Nicole Krauss interview (De Standaard)

Het verlangen de wereld te temmen

 

In ‘Donker woud’ laten twee mensen de oude vormen en conventies achter. Nicole Krauss schreef een diepzinnige en gelaagde roman over hoe we kijken naar de werkelijkheid.

 

Kathy Mathys

 

‘Er was te veel van hem,’ schrijft Nicole Krauss over Jules Epstein, een van de centrale personages in haar nieuwe roman. Hij had te veel opinies, maakte te veel ruzie, had te veel principes. De advocaat met de uitgebreide kunstcollectie circuleert in de hoogste kringen, zit geen seconde stil, maar nu is het moment gekomen waarop hij ‘zijn hoofd boven de krachtige stromen van zijn leven’ steekt. Epstein, recent gescheiden na 36 jaar huwelijk, begint zich te ontdoen van zijn bezittingen. Hij gaat nadenken over zijn herkomst en reist daartoe naar Tel Aviv.

Ook Nicole, een schrijfster met een writers’ block, wil iets anders. Ze is vervreemd van haar echtgenoot en laat man en kinderen achter om haar intrek te nemen in het Hilton Hotel in Tel Aviv, de plek waar ze is verwekt en waar ze als kind vele zomers spendeerde.

Niet voor het eerst verkent Nicole Krauss thema’s die haar bezighouden in meer dan een verhaallijn. Ze paste deze techniek, die heel organisch aanvoelt voor haar, eerder toe in ‘Het grote huis’ en ‘De geschiedenis van de liefde’.

→ **GEGEVEN OPDRACHT 1**
Verzamel alle regels uit de items hieronder waarin de tekenreeks "stone" voorkomt, en neem die regels letterlijk over. Hoofdletters en kleine letters tellen mee.

→ **GEËXTRAHEERDE ITEMS**
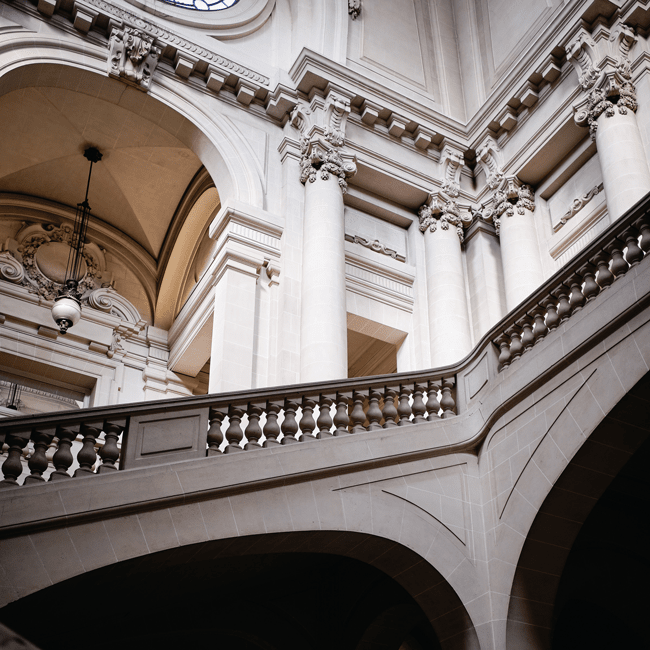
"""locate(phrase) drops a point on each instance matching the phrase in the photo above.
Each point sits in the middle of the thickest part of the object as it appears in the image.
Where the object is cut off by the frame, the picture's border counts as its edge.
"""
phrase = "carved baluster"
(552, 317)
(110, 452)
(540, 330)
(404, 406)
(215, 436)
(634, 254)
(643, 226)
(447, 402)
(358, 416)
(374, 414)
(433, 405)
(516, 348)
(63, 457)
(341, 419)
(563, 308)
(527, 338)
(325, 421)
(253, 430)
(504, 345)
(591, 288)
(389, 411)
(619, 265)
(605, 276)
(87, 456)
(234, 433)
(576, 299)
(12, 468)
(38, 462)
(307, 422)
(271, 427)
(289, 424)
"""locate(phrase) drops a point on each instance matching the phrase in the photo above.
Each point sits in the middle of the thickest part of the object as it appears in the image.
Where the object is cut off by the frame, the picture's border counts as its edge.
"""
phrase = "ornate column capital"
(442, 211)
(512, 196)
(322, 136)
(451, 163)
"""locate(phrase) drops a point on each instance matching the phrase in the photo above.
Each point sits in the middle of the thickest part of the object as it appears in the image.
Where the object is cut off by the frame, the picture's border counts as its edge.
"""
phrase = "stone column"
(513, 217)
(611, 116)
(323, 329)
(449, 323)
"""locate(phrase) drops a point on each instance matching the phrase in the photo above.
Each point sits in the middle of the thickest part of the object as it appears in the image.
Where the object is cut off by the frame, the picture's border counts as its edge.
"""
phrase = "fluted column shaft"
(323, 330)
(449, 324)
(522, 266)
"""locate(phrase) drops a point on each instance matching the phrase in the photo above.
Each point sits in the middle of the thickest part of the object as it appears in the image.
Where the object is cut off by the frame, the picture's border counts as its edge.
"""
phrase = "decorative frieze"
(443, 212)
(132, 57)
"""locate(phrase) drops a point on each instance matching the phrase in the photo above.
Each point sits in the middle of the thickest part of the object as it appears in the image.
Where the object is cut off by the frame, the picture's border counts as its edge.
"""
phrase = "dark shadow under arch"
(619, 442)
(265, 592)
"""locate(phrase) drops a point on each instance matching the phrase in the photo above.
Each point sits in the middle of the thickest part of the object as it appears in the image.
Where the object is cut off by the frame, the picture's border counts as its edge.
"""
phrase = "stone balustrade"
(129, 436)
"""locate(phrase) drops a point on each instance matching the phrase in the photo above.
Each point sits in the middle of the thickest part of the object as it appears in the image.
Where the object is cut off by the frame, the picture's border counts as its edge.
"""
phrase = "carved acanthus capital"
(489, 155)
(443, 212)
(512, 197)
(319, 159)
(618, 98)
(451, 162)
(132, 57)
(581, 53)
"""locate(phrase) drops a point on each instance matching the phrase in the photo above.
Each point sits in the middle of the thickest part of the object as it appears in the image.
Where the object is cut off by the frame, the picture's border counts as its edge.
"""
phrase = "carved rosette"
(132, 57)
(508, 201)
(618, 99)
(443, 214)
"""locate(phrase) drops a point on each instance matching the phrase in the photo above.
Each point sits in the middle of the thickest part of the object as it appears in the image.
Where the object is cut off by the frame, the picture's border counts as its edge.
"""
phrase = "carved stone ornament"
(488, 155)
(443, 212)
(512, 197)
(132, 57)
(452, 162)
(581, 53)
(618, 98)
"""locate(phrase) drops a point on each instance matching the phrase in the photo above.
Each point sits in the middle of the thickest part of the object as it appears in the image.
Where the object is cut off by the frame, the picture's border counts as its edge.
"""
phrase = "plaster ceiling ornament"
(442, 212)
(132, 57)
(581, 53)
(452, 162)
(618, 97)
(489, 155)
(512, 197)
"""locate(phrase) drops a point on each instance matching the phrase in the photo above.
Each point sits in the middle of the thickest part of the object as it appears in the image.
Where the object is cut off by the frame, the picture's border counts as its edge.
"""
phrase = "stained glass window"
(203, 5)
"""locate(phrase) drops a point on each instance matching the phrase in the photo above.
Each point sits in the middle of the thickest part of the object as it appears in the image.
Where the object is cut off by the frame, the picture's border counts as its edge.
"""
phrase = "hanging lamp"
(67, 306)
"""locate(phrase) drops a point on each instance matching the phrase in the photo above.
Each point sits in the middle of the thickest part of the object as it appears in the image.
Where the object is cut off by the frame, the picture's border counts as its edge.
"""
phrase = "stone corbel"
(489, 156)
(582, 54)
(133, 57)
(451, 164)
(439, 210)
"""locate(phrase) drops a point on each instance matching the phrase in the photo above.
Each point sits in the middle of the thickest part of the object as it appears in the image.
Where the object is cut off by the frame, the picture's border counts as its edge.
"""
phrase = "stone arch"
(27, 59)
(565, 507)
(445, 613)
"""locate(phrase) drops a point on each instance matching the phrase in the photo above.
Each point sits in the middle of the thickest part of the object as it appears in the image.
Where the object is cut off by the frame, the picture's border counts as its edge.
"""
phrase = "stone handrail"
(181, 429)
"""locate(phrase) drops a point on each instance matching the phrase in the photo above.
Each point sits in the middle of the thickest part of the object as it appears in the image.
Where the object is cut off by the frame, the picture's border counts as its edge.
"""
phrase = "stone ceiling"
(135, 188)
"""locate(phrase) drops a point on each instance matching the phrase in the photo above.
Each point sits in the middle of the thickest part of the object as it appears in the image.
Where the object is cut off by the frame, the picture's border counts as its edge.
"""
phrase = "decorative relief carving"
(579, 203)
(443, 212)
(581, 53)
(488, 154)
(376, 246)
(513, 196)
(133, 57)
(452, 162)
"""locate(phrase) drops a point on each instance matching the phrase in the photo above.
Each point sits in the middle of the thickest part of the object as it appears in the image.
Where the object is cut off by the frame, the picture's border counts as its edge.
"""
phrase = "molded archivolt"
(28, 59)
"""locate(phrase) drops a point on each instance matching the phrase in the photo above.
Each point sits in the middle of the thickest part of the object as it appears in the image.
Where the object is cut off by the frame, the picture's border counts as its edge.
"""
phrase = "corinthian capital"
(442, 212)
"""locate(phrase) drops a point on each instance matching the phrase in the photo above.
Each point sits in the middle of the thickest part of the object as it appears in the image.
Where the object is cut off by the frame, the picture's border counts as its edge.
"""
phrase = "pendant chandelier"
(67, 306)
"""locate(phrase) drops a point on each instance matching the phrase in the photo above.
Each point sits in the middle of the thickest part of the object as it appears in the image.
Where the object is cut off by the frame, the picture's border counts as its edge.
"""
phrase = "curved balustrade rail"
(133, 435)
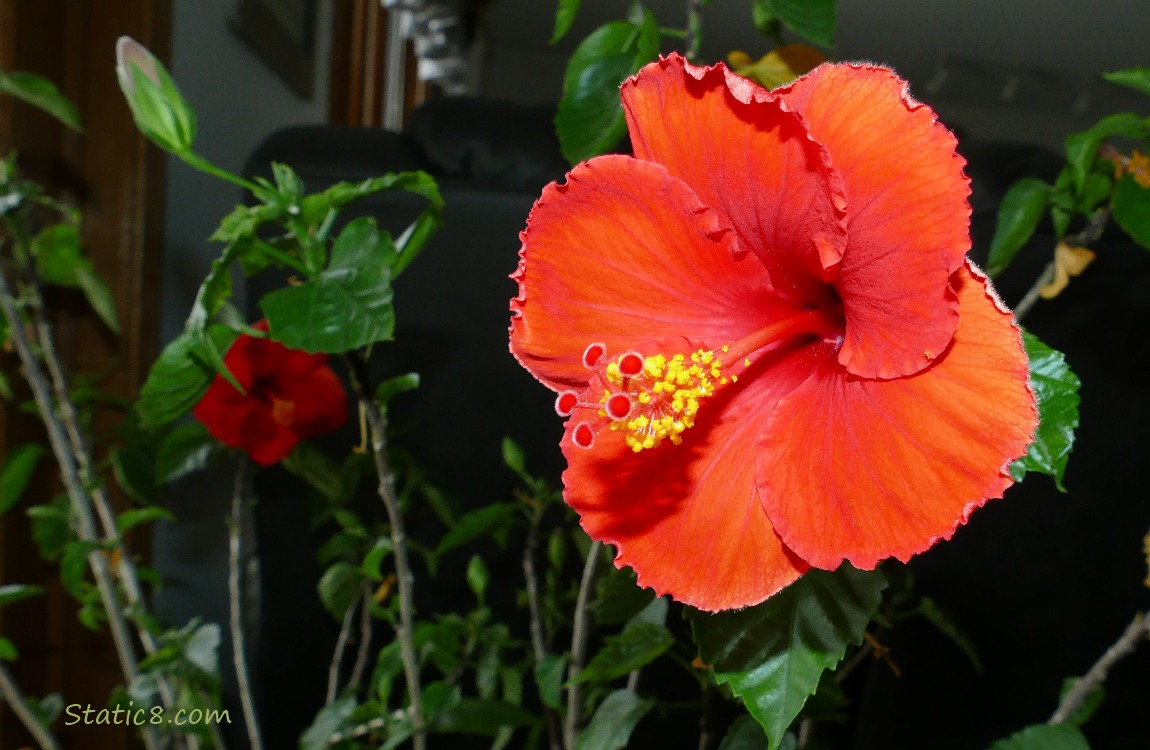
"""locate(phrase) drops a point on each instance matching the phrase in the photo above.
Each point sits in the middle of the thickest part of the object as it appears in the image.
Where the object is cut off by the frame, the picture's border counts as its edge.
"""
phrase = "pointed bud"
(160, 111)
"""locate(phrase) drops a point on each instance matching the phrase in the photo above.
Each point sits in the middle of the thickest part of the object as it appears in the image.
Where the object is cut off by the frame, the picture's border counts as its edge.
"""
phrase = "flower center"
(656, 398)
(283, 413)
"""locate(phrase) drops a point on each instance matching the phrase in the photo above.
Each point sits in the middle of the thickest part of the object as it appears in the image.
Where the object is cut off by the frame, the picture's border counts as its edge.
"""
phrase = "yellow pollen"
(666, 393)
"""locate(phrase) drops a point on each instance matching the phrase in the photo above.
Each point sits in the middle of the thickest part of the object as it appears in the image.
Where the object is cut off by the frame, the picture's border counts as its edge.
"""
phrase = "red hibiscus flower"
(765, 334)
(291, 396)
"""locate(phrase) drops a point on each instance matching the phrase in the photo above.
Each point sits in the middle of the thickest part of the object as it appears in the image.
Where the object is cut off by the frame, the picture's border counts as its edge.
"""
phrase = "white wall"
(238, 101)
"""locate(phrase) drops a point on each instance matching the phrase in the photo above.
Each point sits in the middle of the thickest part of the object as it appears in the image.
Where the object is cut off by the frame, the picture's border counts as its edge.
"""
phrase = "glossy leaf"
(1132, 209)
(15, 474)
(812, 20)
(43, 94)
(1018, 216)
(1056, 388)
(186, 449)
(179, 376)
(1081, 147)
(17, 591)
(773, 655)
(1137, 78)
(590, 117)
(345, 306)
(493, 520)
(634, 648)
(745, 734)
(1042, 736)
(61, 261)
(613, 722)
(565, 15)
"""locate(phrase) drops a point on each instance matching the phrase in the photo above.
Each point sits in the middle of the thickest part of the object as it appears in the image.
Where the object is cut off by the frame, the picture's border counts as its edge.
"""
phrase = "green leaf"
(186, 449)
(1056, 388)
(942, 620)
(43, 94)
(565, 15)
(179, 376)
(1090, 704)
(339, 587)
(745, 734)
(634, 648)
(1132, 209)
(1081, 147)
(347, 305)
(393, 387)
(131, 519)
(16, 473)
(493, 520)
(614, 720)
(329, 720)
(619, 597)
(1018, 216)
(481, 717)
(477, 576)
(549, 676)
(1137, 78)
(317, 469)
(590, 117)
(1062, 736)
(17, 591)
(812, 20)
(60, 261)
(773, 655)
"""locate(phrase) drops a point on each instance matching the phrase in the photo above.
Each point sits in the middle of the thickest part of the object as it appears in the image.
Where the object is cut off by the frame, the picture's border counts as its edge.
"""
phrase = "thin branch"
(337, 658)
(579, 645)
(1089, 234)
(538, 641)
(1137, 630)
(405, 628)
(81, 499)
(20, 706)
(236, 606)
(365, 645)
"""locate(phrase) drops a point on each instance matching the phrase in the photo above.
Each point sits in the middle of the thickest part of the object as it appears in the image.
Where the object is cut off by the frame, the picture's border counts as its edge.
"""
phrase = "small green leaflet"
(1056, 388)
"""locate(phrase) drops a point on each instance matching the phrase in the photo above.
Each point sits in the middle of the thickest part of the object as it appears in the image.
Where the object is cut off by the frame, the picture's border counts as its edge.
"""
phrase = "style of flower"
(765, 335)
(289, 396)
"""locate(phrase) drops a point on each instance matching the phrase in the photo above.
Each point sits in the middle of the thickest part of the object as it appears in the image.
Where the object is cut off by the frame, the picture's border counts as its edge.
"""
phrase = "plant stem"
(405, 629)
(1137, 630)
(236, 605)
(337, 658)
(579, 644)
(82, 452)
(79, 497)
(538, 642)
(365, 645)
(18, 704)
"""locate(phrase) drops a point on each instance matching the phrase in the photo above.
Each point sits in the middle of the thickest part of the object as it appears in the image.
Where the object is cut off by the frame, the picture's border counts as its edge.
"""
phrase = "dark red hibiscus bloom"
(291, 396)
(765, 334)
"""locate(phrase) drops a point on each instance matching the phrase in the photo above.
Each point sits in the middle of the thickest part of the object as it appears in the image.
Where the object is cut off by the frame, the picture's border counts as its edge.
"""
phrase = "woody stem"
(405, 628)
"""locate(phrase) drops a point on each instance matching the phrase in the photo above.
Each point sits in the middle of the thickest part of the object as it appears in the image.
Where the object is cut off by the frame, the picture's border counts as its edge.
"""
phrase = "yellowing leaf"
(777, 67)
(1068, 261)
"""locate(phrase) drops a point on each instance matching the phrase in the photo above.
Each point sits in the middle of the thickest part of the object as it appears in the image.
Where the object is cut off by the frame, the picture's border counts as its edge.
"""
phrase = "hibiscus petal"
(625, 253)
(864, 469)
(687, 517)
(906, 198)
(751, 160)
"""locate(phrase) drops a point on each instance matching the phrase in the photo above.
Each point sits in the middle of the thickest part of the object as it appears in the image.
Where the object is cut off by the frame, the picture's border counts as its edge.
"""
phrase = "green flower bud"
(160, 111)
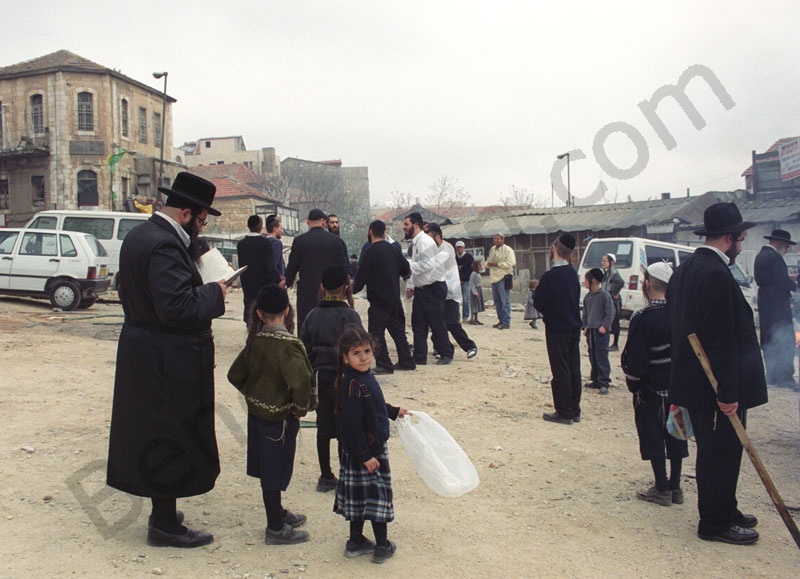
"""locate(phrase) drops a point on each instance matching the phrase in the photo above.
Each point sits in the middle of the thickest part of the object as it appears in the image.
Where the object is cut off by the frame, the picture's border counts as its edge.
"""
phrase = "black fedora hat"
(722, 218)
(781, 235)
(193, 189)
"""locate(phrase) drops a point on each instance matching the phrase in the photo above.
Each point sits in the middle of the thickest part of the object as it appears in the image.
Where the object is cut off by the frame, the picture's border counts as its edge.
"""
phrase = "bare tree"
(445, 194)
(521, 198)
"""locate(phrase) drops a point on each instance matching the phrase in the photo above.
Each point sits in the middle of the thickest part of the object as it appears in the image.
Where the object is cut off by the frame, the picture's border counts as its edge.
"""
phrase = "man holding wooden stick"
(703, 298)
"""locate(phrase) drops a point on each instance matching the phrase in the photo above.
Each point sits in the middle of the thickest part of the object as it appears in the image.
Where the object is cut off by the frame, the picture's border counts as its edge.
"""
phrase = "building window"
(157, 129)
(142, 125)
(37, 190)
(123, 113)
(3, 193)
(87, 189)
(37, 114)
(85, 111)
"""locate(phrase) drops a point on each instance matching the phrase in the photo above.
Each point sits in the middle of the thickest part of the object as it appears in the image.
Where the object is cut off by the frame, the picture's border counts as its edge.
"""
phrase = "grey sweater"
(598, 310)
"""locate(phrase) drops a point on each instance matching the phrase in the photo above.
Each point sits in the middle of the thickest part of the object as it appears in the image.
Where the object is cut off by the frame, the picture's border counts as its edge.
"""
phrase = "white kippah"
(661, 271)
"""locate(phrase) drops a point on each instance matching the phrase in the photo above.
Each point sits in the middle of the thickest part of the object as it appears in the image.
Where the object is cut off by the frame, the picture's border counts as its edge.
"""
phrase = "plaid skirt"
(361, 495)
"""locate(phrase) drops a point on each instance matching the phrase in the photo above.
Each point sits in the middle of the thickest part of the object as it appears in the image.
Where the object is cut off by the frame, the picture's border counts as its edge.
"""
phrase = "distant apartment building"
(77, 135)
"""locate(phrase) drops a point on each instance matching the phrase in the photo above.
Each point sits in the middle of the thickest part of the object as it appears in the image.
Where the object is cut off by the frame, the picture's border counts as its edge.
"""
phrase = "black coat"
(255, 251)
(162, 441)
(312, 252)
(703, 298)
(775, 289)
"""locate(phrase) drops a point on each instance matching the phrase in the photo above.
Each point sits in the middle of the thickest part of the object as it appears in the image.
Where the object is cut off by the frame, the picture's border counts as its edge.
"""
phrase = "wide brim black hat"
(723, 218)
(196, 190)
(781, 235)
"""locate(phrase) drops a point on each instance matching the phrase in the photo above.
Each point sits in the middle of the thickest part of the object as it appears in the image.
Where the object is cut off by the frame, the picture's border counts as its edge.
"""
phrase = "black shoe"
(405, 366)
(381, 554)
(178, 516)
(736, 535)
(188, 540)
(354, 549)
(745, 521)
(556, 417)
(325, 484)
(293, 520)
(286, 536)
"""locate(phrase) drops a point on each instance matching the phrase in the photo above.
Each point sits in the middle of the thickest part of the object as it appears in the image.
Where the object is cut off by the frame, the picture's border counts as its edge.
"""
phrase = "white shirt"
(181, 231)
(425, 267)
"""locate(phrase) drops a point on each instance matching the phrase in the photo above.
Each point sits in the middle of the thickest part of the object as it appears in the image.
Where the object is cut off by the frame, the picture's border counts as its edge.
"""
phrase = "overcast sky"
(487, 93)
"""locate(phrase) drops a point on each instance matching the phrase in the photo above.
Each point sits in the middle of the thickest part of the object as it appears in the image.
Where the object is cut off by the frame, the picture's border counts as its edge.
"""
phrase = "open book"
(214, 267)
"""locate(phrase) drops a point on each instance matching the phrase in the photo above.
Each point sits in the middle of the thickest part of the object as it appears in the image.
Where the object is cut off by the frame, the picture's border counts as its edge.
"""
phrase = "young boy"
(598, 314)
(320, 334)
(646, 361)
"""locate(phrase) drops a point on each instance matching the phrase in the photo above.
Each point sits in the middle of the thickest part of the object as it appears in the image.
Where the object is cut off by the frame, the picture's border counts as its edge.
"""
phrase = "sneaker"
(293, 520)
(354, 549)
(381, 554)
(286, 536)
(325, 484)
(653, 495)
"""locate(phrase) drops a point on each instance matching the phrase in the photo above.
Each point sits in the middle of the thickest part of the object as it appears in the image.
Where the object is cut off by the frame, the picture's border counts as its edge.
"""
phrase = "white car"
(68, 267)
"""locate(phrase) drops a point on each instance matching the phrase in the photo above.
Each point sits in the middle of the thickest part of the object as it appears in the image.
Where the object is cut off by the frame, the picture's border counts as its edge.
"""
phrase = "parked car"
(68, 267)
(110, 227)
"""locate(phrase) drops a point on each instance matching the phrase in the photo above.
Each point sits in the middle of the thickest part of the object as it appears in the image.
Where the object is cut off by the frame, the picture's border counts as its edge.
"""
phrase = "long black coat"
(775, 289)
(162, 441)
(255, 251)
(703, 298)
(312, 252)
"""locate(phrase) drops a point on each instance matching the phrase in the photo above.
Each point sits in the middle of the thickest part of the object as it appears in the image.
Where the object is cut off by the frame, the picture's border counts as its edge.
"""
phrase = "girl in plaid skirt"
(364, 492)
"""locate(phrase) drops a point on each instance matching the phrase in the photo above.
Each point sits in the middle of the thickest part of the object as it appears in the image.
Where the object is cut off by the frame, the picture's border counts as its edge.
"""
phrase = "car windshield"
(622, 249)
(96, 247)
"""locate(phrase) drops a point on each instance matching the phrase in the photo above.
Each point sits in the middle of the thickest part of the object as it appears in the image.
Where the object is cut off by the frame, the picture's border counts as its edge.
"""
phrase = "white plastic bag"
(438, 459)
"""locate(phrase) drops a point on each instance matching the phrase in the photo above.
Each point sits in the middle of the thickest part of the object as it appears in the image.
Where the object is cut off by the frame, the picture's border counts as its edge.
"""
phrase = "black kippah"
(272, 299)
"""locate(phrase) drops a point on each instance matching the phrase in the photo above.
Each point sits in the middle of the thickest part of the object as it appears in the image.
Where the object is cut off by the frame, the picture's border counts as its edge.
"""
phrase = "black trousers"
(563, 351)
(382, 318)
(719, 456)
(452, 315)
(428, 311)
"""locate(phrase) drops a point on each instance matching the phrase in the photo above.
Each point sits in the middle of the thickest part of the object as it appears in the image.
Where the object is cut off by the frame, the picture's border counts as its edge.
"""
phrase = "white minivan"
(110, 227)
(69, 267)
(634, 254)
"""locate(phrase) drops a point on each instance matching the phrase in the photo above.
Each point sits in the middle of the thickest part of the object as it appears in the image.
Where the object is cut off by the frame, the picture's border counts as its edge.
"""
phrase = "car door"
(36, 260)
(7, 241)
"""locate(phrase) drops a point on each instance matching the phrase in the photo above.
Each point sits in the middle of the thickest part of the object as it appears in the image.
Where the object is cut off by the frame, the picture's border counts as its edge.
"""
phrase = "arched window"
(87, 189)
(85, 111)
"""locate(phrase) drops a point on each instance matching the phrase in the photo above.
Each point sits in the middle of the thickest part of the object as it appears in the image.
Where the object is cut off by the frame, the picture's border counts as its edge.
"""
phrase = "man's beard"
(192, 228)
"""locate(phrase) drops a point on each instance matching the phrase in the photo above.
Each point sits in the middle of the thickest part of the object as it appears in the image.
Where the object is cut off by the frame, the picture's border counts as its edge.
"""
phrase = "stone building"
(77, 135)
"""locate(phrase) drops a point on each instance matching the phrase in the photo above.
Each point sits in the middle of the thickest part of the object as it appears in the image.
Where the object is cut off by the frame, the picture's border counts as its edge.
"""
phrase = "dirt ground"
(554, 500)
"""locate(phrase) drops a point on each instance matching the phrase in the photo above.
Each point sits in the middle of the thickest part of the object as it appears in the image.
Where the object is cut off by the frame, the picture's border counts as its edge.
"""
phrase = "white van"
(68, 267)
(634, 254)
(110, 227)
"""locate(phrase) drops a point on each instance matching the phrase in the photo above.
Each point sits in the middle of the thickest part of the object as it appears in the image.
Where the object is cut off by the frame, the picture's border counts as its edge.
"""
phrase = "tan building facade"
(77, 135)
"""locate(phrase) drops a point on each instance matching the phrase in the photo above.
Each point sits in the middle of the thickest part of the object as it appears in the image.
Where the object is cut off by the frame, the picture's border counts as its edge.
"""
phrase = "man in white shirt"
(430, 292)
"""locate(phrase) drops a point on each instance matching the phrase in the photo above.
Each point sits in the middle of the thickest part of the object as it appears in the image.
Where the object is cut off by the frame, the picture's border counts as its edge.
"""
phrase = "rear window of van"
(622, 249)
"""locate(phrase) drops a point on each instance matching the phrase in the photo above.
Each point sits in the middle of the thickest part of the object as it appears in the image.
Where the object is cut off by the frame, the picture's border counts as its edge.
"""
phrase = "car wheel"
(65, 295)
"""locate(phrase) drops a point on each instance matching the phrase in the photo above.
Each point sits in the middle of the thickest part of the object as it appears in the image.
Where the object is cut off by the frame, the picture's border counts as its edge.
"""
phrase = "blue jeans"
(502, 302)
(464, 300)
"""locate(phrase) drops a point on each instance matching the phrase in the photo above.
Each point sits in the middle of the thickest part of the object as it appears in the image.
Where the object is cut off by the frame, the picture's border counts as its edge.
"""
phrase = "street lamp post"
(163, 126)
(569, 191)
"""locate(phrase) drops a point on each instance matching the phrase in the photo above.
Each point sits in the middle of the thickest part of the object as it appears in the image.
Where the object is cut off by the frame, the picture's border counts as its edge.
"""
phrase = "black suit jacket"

→ **GEGEVEN OPDRACHT 2**
Geef alsjeblieft bij elke uitspraak aan of die klopt met de recensie, met ja of nee en de doorslaggevende woorden uit de recensie letterlijk geciteerd. (a) Jules Epstein was 36 jaar getrouwd toen hij scheidde. (b) Nicole neemt haar kinderen mee naar Tel Aviv. (c) Krauss gebruikte de techniek van meerdere verhaallijnen al eerder in ‘Het grote huis’.

→ **UITVOER 1**
phrase = "stone column"
phrase = "stone balustrade"
phrase = "carved stone ornament"
phrase = "stone corbel"
phrase = "stone arch"
phrase = "stone handrail"
phrase = "stone ceiling"
phrase = "stone building"

→ **UITVOER 2**
(a) Ja: "recent gescheiden na 36 jaar huwelijk".
(b) Nee: "laat man en kinderen achter om haar intrek te nemen in het Hilton Hotel in Tel Aviv".
(c) Ja: "Ze paste deze techniek, die heel organisch aanvoelt voor haar, eerder toe in ‘Het grote huis’ en ‘De geschiedenis van de liefde’."